# The exercise
In the interview with Brian Viglione below, what does he say is the job of a drummer?

Interview with Brian Viglione, Scarlet Sails, Pt.1

  • August 3, 2016
  • 10 min read

brian viglione

Interview with Brian Viglione, Drummer for Scarlet Sails

AudioFuzz conducted a most enlightening interview with Brian Viglione, drummer extraordinaire from Scarlet Sails, The Dresden Dolls, and Violent Femmes.  The answers we got are astoundingly deep.

1.  You have played and been the integral parts of the Violent Fems and the Dresden Dolls?  What were some of the differences between the two?
It’s funny, sitting here thinking about how to answer this by contrasting the two bands, I actually feel like I came up with more similarities, in that both bands are heavily improvisational in the live setting, work from very stripped down instrumentation, readily bounce between musical genres, and lyrically deal with every topic from war to sexual frustration and play with dramatic themes.   The clearest difference would be the visual presentation with the Dolls deliberately employing costume and make up to further the theatrics of the music, whereas the Femmes have delved into the realm of the zany in the past, but for pure fun and absurdity sake. Also, Amanda and I have in comparison, a very direct and immediate rapport, sort of like two people dancing, whereas playing with the Femmes it felt more appropriate for all of to support Gordon who was the direct conduit to the audience.
2.  I have seen many live videos of you and Amanda from the Dresden Dolls day.  I have never seen anyone so expertly and beautifully use percussion in such a way, yet never overshadow Amanda.  You just seem to know instinctively where to add loud percussion and when to be barely there.  How in the world did you learn to do that?
My view has always been that the job of a drummer is to provide the proper foundation, accompaniment, and propulsion to the song. That’s our role, our function.
It’s not about how fast and fancy you play. I find it vastly more satisfying to explore the ways you can juxtapose space and simplicity, with intensity and power, and with a sense of fun and risk taking.
 I was always encouraged to keep an open mind to all kinds of music, listen intently to what is being communicated by the vocalist, and then use my imagination and creativity to compliment and support that.  Much of that is learning to trust your intuition.
3.  What all instruments do you play?  I know you play guitar, because you and Amanda’s version of Mein Herr is better than Liza Minelli’s which is amazing.

# Provided records
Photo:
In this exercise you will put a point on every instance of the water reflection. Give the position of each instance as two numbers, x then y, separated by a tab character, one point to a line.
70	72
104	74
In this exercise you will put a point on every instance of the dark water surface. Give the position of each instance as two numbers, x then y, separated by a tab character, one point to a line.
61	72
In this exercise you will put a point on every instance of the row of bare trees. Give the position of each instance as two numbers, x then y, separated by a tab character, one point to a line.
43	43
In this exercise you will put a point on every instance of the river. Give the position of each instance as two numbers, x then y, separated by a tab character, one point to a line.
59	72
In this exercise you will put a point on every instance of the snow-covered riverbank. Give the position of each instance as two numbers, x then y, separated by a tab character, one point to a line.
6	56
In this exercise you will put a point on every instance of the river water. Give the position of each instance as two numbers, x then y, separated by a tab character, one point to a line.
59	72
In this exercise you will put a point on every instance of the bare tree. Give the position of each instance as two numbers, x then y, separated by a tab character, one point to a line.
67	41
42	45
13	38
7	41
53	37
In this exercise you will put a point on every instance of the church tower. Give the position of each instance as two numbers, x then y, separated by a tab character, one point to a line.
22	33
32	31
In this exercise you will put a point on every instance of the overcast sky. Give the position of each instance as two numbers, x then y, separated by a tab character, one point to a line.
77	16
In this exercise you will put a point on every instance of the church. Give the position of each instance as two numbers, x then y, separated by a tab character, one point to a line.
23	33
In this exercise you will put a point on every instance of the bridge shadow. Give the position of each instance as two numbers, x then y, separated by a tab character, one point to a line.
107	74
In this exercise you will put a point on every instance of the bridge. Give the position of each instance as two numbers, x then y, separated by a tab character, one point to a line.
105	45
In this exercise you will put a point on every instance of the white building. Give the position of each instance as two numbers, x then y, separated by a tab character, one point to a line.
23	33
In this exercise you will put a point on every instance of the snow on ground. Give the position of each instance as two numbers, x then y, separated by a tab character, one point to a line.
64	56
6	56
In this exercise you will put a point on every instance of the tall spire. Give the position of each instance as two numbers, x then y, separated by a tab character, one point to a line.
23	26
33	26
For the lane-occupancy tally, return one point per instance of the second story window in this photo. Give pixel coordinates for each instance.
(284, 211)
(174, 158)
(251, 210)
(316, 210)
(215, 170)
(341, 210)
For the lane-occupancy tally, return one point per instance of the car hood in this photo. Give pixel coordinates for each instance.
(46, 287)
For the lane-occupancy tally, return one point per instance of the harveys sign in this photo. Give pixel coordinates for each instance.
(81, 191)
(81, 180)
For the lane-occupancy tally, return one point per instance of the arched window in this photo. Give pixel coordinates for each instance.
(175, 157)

# Exercise response
The job of a drummer is to provide the proper foundation, accompaniment, and propulsion to the song.